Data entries
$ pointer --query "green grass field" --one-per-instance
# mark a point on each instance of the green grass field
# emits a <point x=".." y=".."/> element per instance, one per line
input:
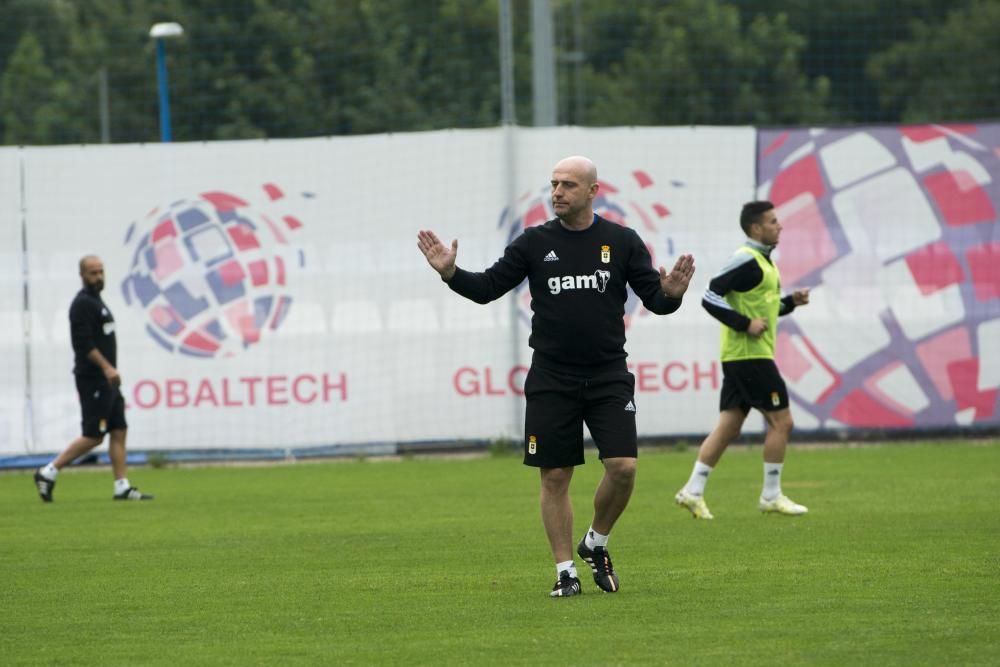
<point x="435" y="561"/>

Problem description: Nothing but the lines from the line with "# mark a point" through the last line of the data above should be printed, exactly as written and without pictures.

Exercise result:
# mark a point on each instance of the green grass field
# emits a <point x=".." y=".."/> element per instance, one per line
input:
<point x="435" y="561"/>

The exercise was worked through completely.